AIM OF THE EXERCISE - Type out every line below exactly as it reads.

Object position labeling entries
** start **
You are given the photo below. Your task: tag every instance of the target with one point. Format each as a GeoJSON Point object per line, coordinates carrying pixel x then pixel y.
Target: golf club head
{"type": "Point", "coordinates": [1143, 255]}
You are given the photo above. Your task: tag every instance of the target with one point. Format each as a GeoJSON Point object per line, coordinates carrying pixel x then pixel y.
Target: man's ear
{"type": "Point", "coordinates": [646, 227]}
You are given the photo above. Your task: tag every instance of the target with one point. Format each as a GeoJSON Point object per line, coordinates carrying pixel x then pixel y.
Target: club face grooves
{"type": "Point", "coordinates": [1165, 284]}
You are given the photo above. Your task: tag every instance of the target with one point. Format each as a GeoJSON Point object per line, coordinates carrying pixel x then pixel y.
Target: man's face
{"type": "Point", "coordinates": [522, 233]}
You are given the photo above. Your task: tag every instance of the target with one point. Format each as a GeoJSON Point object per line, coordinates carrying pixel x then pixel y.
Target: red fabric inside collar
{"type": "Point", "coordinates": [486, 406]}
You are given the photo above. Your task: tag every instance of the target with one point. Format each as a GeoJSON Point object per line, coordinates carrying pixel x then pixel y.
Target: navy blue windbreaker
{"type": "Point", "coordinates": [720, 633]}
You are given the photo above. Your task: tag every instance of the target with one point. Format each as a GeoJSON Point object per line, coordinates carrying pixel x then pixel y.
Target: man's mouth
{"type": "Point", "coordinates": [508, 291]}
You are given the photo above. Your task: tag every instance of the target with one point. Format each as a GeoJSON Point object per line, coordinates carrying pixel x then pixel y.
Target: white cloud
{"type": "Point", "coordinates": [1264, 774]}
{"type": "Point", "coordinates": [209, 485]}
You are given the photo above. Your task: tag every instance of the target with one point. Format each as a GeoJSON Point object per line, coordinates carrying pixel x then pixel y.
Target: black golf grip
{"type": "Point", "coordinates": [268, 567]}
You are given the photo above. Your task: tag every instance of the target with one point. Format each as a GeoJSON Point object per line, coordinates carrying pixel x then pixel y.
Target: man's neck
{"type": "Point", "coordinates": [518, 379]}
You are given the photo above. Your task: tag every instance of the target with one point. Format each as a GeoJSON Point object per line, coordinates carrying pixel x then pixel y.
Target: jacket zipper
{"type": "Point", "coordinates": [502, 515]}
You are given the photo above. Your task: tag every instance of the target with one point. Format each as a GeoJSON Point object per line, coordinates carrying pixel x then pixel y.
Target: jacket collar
** end **
SOLVED PROBLEM -
You are given the photo below. Your task: tag every instance of the target with one point. Format each as a GeoJSON Point object per line, coordinates carrying pixel x then pixel y.
Target: golf club head
{"type": "Point", "coordinates": [1143, 255]}
You are given the photo above. Your task: tag every instance of the target with one point. Format each as a GeoJSON Point object per line, coordinates carrying pixel x then pixel y.
Target: man's ear
{"type": "Point", "coordinates": [646, 227]}
You are given the photo above. Your task: tag every instance of the target with one point. Format each as a GeoJSON Point object per line, coordinates carrying pixel x then pixel y.
Target: club face grooves
{"type": "Point", "coordinates": [1165, 284]}
You are given the photo above. Your task: tag every instance of the target with one point. Format each as a GeoJSON Point object per line, coordinates carrying pixel x then pixel y.
Target: man's face
{"type": "Point", "coordinates": [522, 233]}
You are given the photo above. Your task: tag every instance of the target with one point. Format each as a GeoJSON Point object per line, coordinates carrying pixel x then pixel y.
Target: red fabric inside collar
{"type": "Point", "coordinates": [486, 406]}
You are given the photo above. Your task: tag every instance of the target with one point. Format each as a GeoJSON Point object per line, coordinates carrying pixel x then pixel y.
Target: navy blue windbreaker
{"type": "Point", "coordinates": [720, 633]}
You are given the photo above. Your task: tag every instance of the target with one point. Format each as a GeoJSON Point object per line, coordinates carrying pixel x then pixel y.
Target: man's mouth
{"type": "Point", "coordinates": [508, 291]}
You are given the photo above. Your task: tag every instance of the target with one point. Format each as a GeoJSON Point object per line, coordinates carrying pixel x then pixel y.
Target: white cloud
{"type": "Point", "coordinates": [1264, 774]}
{"type": "Point", "coordinates": [209, 485]}
You are given the photo above. Your task: tag every instance of the target with one point. Format each as a GeoJSON Point object per line, coordinates carrying pixel x then pixel y.
Target: black golf grip
{"type": "Point", "coordinates": [268, 567]}
You are given the photo above. Your task: tag every instance of the target with one point. Format each as a GeoJSON Point object per line, coordinates carrying pixel x then pixel y.
Target: man's neck
{"type": "Point", "coordinates": [518, 379]}
You are given the photo above. Your task: tag every instance of the target with one point. Format each as a GeoJSON Point object per line, coordinates carrying pixel x then pixel y.
Target: jacket zipper
{"type": "Point", "coordinates": [502, 515]}
You are given the photo above. Your task: tag every instance of the target with one point. Format each as a GeoJSON Point object per line, coordinates carrying pixel x then pixel y.
Target: jacket collar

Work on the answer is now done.